═══ SOURCE DOCUMENT ═══

I do not need anyone who has never experienced racism to tell me about racism, nor do I appreciate anyone speaking to what racism is if they have never felt it, known it, been hurt by it, held back by it, lost years to it. They should not speak to what racism is, other than to stand against it. All of us can stand against racism, solid-in-our-thinking, and walk the ways forward, live the ways forward, but not every one of us can speak to what often there are no words for. Someone who has never lived racism does not know what words to look for to describe racism. There are some experiences that only those who have endured them and who have reflected upon them can speak to. Imagine the deepest well, the haunting precipice to the darkness, to the abyss, and imagine then you cannot imagine further. That which you cannot imagine is not known to you. Even the best academics cannot find words.

Certain emotional experiences, certain situational traumas drown the psyche, crippling psychosocially the self.

Please do not speak to me about racism as if you are an expert on racism if you have never endured racism, because when you do, you reduce it to something that was never brutal, never oppressive. When you have not lived racism and you speak to racism as if you know it then you reduce it to something that was surmountable. Racism is insurmountable. You cannot beat racism, you can only survive it. Many of us become resilient but we do not become free of it.

Racism takes a huge toll, unleashes widespread suffering, making people inhuman. Racism is not just divisive, it is beyond separatisms – racism is genocide. Those who survive it are traumatised, beleaguered, even those who have risen to high office. Those who experience the worst forms of racism look over their shoulder. They look deep into the eyes of those who they meet for the first time. They listen to every word. They are on the alert. They fear this or that inference. Those who have survived racism, their majorly objective is that their children endure less of it than what they did.

Racism is haunting.

Let us tell you about it.

Australia’s Federal Parliaments still reflect a White Australia

November 14th, 2013

Prime Minister Gough Whitlam’s The Racial Discrimination Act 1975 sought to journey Australia in a new direction –  having condemned The White Australia Policy. Australia, dominated by a majorly conservative class and apothegms, was in effect trying to catch up with social movements around the world – such as with the United States of America’s Civil Rights Bill 1965, and the more liberal precepts of most of Europe. For Australia to be at least seen as striving for equality it had to formally replace The White Australia Policy, that policy which discriminated against all peoples with the exception of those of Anglo-Celtic-Saxon origins.

Despite a number of efforts, of various weight, to move Australia into a new direction – a multicultural Australia – there is still a long way to go in terms of understanding and reaching equality. Australia is still a nation dominated by the Anglosphere, and by premises and assumptions which have their origin-of-thinking in generations past, but these assumptions, despite the removal of The White Australia Policy, are still passed down, in one form or another, generation after generation.

═══

● **REQUIREMENTS**:
Summarize the source document above in three sentences.

═══ DATA SEGMENT ═══

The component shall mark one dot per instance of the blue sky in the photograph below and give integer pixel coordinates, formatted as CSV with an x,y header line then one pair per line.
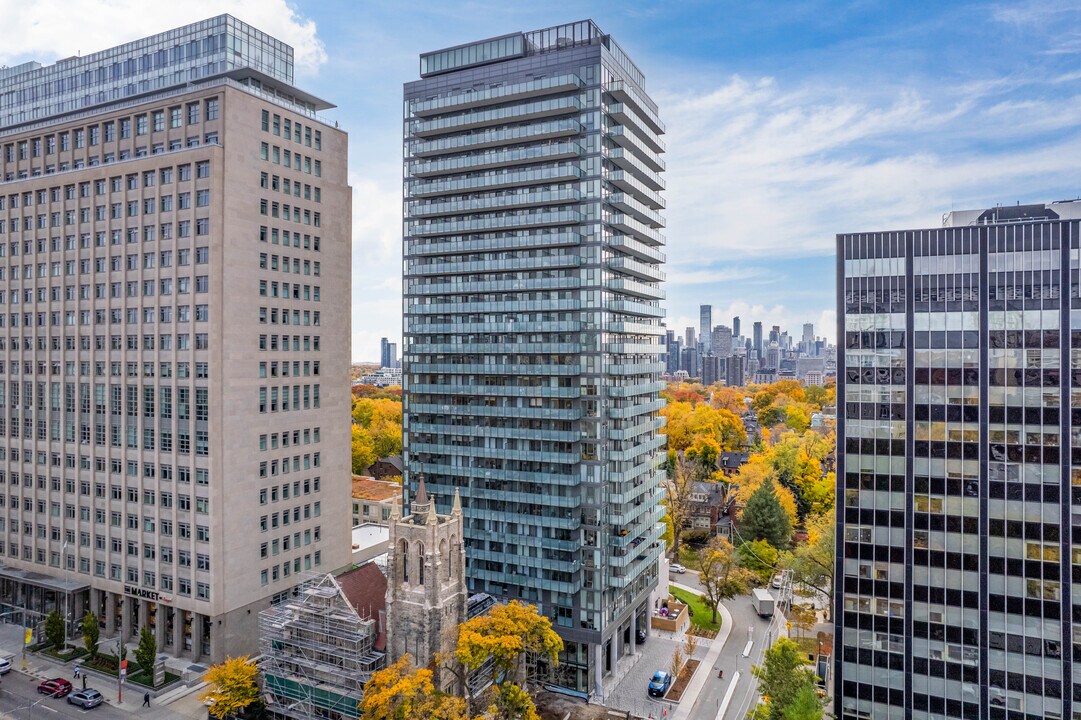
x,y
788,121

═══

● **COMPLETED TASK**:
The writer argues that people who have never experienced racism should not speak about what racism is, other than to stand against it, because they do not know the words for it and they reduce it to something surmountable. Racism is described as insurmountable, as genocide, and as a source of lasting trauma, leaving survivors on alert and hoping their children endure less of it. The section dated November 14th, 2013 says that Whitlam's Racial Discrimination Act 1975 sought to move Australia away from the White Australia Policy, but Australia is still dominated by the Anglosphere and by assumptions passed down generation after generation.